* [Exercise instructions]: Apart from the pictures, which must be omitted, restate the data exactly.

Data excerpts
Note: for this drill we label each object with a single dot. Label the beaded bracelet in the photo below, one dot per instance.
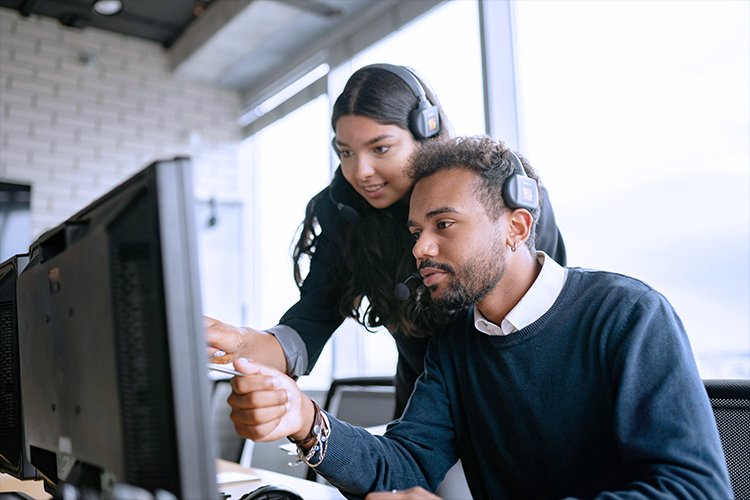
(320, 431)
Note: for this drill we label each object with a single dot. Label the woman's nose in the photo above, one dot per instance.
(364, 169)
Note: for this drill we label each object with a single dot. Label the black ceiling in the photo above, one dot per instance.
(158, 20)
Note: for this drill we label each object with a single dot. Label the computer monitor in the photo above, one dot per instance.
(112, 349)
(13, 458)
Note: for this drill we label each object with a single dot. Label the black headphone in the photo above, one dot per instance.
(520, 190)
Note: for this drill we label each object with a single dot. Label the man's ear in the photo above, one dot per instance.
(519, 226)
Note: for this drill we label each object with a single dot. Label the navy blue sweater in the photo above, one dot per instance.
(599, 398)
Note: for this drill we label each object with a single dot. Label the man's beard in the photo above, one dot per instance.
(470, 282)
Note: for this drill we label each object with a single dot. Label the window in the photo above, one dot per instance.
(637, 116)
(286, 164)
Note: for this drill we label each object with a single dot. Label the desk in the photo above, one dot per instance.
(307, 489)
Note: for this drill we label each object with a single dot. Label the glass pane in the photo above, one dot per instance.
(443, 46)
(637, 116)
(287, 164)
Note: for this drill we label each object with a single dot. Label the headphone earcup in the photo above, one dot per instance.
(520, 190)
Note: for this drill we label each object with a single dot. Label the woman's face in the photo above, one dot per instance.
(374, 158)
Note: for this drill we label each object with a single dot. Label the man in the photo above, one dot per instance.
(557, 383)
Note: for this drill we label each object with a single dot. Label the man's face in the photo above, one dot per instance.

* [Answer for this exercise]:
Note: for this drill we label each object with a single dot. Label the beaded bracelet in the photo below, one dot per instance.
(320, 431)
Note: for this drill we label each object with a single dot. Label the woman's nose in the photo above, one dot per instance.
(364, 169)
Note: for this drill we label each object with a single dot. Label the black ceiling in the photo above, one dot per instance.
(158, 20)
Note: for this drill we label each object with a single dot. Label the computer monitor in the photo above, one dot per instance.
(112, 349)
(13, 458)
Note: for this drill we label each object with a single dot. Label the black headphone in the photo above, one dot per instance.
(520, 190)
Note: for this drill we label each object with a single dot. Label the man's ear in the photo above, one dot per instance.
(519, 226)
Note: for this drill we label each object with a single dot. Label the navy blue sweater in the photo above, one dot per instance.
(599, 398)
Note: for this drill we label each object with a single dot. Label the man's beard in the photo above, one dot per instance.
(470, 282)
Note: for this drill we label each object with a single dot. Label the window in the photo above, one dot per instance.
(637, 116)
(286, 164)
Note: for this drill we label each object with a single dot. Label the desk in the photo above, one dot per instance.
(307, 489)
Note: for this drill we label each object with a single dot. Label the glass pane in the photo above, one dot per instance.
(443, 46)
(637, 116)
(287, 164)
Note: for this drill we label each object with a single dot. Label the headphone earcup in the photo above, one dot per instance.
(520, 190)
Note: for this drill we label each object with a single dot. Label the woman's face in the photo above, one dot per instance.
(374, 158)
Note: for this drill we label each object with a single dot. Label the man in the photo above, one dot per instance.
(557, 383)
Note: for this drill we label each object with a single dot. Label the man's face in the photo above, one dot per instance.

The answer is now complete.